--- Opgaven ---
**1.** Waarom had een mondelinge toelichting op het bezwaar volgens de tekst over de navorderingsaanslag voor belanghebbende geen zin? Antwoord in één tot drie zinnen.
**2.** Hervat de tekst over het bezwaar tegen de navorderingsaanslag direct na de laatste getoonde zin.

--- Geselecteerde tekst ---
2.13. Belanghebbende is door de inspecteur, bij zijn brief van 19 februari 2007, uitgenodigd om zijn bezwaarschrift mondeling toe te lichten. In zijn brief van 1 maart 2007 heeft belanghebbende aan de inspecteur laten weten dat voor hem een mondelinge toelichting op het bezwaar geen zin heeft zo lang de inspecteur geen antwoorden geeft op vragen die hij aan de inspecteur heeft gesteld. Deze vragen hebben betrekking op de wijze van het berekenen van de navorderingsaanslag. De inspecteur heeft bij uitspraken op bezwaar van 13 maart 2007 de navorderingsaanslag en de boete gehandhaafd.
3.1. In geschil is het volgende:
I Heeft de inspecteur bij het opleggen van de navorderingsaanslag en boetebeschikking in strijd met het motiverings- en/of het zorgvuldigheidsbeginsel gehandeld?
II Is sprake van een nieuw feit zoals bedoeld in artikel 16, eerste lid, van de Algemene wet inzake rijksbelastingen (hierna: de AWR)?
III Heeft belanghebbende de vereiste aangifte, zoals bedoeld in artikel 27e, onderdeel a, van de AWR gedaan?

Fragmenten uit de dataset
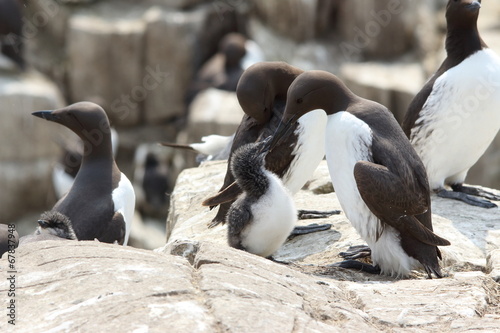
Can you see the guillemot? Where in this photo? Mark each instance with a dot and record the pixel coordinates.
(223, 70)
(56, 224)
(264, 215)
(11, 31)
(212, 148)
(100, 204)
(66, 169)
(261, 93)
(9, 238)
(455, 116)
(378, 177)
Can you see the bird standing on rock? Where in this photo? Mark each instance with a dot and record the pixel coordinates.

---

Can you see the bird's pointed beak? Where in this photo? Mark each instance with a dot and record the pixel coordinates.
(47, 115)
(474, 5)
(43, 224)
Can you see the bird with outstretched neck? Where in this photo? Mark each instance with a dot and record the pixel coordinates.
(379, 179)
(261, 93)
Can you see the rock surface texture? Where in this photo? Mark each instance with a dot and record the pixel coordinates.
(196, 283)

--- Antwoorden per onderdeel ---
**1.** Zolang de inspecteur geen antwoorden gaf op de vragen die belanghebbende hem had gesteld, had een mondelinge toelichting voor hem geen zin. Die vragen gingen over de wijze waarop de navorderingsaanslag was berekend.

**2.**
IV Heeft belanghebbende aangetoond dat de aanslag tot een te hoog bedrag is vastgesteld?
V Heeft de inspecteur de aanslag opgelegd op grond van een redelijke schatting?
VI Heeft de inspecteur terecht en tot een juist bedrag een boete opgelegd?
Belanghebbende beantwoordt de vragen I, III en IV bevestigend en de overige vragen ontkennend. De inspecteur beantwoordt deze vragen in tegengestelde zin.
3.2. Partijen doen hun standpunten steunen op de gronden die daartoe door hen zijn aangevoerd in de van hen afkomstige stukken. Voor hetgeen partijen ter zitting daaraan hebben toegevoegd wordt verwezen naar het proces-verbaal van de zitting, waarvan een afschrift aan deze uitspraak is gehecht.
3.3. Belanghebbende concludeert tot gegrondverklaring van het beroep, vernietiging van de uitspraken op bezwaar en vernietiging van de navorderingsaanslag en de boetebeschikking.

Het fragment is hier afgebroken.